> **Fonte**:
☆ ☆ ☆
As influências da psicolinguística
Os estudos realizados por
Pieget relatam os processos de desenvolvimento do indivíduo em diferentes fases
do seu crescimento, entre elas ressaltamos o desenvolvimento da consciência através
da interação entre o ego (eu) e o alter (mundo). Nas primeiras
etapas do desenvolvimento da criança, o mundo existe apenas para si, ou seja,
existe apenas enquanto ela o percebe e sente; em seguida, a criança começa a se
perceber como uma coisa entre as coisas, ou seja, a criança começa a refletir
sobre sua posição entre aqueles elementos percebidos e interpretados por sua
consciência; e, por fim, a criança é capaz de se ver como um indivíduo entre os
indivíduos. (Araújo, 2012) Esta relação entre o individuo e os objetos (reais
ou imaginários) se torna mais complexa, pois o sistema que este usa para
interpretar a pensar, interpretar e modificar a realidade em sua volta é
através da internalização da linguagem local.
Para Luria é através da
língua que o indivíduo absorve da sua sociedade um determinado sistema de
interpretação do mundo. Ele, Luria, constrói uma espécie de tipologia do
desenvolvimento da linguagem, que vai desde o uso instrumental para fins
práticos da linguagem até a sua complexificação com a ampliação do mundo conhecido,
como também pelos contatos entre diferentes grupos sociais do mundo compartilhando,
confrontando e modificando suas formas de interpretação do mundo ao redor.
☆ ☆ ☆
> **Dados exibidos**:
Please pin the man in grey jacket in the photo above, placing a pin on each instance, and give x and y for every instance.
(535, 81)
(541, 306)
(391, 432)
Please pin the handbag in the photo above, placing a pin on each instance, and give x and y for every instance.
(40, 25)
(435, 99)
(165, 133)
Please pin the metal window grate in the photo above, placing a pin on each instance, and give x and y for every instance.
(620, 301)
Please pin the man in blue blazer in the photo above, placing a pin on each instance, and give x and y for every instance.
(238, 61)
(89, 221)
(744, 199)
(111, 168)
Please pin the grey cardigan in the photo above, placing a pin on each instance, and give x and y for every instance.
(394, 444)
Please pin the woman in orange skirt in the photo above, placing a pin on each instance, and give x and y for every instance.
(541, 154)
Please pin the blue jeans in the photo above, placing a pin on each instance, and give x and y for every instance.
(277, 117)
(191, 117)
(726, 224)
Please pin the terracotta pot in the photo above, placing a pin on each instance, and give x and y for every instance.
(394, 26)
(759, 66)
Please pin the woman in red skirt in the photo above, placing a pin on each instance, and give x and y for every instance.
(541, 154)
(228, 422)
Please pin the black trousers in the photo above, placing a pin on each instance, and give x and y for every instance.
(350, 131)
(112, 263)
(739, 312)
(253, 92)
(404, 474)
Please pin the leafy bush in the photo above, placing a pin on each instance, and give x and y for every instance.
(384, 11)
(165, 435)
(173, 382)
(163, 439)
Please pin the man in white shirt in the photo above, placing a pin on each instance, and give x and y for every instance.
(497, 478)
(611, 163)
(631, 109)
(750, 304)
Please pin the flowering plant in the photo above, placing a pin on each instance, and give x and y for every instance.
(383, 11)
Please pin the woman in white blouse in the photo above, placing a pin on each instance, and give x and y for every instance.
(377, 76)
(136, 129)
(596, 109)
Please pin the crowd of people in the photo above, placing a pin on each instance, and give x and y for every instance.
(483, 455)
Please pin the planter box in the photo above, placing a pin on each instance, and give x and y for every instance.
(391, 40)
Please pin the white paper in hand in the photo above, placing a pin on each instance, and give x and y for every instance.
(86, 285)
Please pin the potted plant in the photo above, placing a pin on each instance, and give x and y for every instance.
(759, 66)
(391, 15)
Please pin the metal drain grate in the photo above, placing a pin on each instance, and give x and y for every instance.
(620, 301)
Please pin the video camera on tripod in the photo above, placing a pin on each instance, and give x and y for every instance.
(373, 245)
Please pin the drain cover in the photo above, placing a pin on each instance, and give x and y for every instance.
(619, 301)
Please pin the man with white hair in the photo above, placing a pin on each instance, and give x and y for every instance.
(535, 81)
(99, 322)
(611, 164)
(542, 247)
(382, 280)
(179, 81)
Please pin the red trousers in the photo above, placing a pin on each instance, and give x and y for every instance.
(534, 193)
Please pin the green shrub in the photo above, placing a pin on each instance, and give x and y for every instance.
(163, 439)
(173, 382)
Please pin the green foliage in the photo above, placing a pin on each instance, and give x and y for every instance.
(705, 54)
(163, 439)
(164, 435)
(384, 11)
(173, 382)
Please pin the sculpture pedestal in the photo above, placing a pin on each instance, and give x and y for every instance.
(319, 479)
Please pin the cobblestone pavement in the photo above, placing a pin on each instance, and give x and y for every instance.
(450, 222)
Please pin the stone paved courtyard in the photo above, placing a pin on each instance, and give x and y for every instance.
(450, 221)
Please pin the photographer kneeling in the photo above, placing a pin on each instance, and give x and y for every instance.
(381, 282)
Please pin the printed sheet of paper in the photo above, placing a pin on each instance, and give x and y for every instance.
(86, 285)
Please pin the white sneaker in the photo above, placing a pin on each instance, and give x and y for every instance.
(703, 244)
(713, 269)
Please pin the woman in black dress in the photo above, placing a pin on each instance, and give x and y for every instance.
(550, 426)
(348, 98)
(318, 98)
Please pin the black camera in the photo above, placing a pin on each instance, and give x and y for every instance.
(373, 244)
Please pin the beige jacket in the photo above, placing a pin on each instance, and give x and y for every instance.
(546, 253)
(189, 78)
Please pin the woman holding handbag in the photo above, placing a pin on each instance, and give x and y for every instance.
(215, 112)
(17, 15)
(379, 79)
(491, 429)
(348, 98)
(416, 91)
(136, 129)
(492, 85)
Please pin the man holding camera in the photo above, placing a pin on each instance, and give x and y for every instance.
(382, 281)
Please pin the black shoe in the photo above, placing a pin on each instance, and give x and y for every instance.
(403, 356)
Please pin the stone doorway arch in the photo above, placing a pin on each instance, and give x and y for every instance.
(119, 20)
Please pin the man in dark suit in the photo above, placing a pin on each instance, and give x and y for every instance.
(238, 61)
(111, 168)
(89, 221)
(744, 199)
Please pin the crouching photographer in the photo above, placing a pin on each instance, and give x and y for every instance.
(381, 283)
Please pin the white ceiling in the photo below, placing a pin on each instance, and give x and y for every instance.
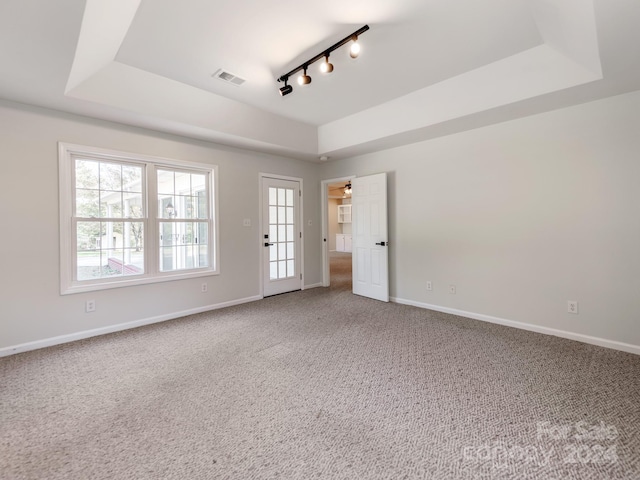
(427, 67)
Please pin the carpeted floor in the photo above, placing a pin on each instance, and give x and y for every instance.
(321, 384)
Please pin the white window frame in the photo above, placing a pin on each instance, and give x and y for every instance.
(152, 274)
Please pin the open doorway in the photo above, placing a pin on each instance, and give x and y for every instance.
(337, 234)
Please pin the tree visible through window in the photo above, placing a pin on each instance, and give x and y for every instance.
(113, 231)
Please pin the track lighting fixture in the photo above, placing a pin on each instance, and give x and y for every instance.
(287, 89)
(354, 51)
(304, 79)
(326, 66)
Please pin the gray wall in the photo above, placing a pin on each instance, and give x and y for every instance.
(31, 307)
(522, 217)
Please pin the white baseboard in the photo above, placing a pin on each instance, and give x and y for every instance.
(72, 337)
(601, 342)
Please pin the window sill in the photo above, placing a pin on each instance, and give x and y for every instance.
(134, 281)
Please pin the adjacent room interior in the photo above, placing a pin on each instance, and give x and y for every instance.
(368, 240)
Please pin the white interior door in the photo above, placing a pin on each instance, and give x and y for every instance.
(281, 237)
(370, 251)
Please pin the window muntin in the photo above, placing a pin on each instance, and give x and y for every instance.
(182, 196)
(129, 219)
(108, 219)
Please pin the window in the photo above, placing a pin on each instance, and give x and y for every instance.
(129, 219)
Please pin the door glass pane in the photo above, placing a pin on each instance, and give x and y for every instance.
(281, 233)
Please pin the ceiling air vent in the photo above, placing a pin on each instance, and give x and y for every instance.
(229, 77)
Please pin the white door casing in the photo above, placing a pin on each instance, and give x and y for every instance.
(281, 236)
(370, 250)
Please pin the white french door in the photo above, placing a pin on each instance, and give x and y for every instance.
(281, 236)
(370, 250)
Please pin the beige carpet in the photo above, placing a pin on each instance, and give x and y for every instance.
(321, 384)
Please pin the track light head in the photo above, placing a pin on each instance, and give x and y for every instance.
(304, 79)
(354, 51)
(287, 89)
(326, 66)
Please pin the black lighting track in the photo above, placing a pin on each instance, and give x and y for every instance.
(324, 53)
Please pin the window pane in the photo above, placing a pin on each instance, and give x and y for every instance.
(87, 174)
(167, 207)
(88, 265)
(165, 182)
(183, 245)
(203, 205)
(111, 204)
(87, 204)
(109, 217)
(110, 176)
(88, 236)
(132, 178)
(133, 206)
(198, 182)
(182, 183)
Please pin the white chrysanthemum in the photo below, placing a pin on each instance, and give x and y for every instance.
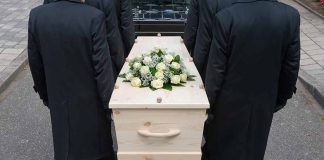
(175, 65)
(129, 76)
(175, 79)
(183, 77)
(137, 65)
(147, 54)
(144, 70)
(147, 60)
(161, 66)
(157, 84)
(136, 82)
(159, 75)
(168, 58)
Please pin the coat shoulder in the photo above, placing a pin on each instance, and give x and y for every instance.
(290, 10)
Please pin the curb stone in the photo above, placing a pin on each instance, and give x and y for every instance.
(313, 86)
(12, 70)
(310, 9)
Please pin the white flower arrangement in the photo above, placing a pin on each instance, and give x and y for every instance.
(157, 70)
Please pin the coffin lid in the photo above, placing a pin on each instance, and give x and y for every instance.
(192, 96)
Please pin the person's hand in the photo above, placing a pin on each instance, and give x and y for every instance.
(280, 104)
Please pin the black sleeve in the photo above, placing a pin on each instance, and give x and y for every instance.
(204, 37)
(114, 39)
(127, 25)
(190, 32)
(217, 63)
(101, 59)
(290, 65)
(36, 63)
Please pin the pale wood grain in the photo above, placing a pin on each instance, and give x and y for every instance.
(159, 155)
(190, 123)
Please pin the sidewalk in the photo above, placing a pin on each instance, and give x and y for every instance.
(13, 37)
(13, 41)
(312, 53)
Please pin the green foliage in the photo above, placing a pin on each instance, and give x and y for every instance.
(122, 75)
(167, 86)
(177, 59)
(191, 78)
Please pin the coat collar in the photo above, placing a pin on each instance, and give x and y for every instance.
(247, 1)
(76, 1)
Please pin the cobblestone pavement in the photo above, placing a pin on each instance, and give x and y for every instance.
(14, 19)
(13, 29)
(312, 42)
(297, 131)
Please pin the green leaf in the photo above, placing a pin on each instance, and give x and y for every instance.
☆ ☆ ☆
> **Instrução**:
Retome o texto sobre as influências da psicolinguística e dê continuidade a ele a partir da última frase. Não é preciso consultar o material.

> **Resposta redigida**:
(Araújo, 2012) Esta complexificação tornou possível o uso da reflexão no processo
de redução fenomenológica de conceitos que anteriormente estavam vinculados com
os elementos práticos da vida cotidiana para formulações mais totalizantes e
gerais capazes de serem apreendidas por um contingente maior de pessoas assim
como ser interpretada em diversos contextos.
Não obstante o processo
de internalização de uma língua além de ser um dos principais elementos do
processo de socialização também não se constitui de um processo estritamente
passivo. Ao se tornarem capazes de articular palavras e formar frases, os
indivíduos também são capazes de produzir novas formulações linguísticas
capazes de resolver questões que as presentes não são capazes de realizar. Este
processo, se bem-sucedido, é possível que seja transformado em Lebenswelt.
A língua, portanto, é a ponte entre a subjetividade e a comunidade – a reflexividade
linguística (Araújo, 2012).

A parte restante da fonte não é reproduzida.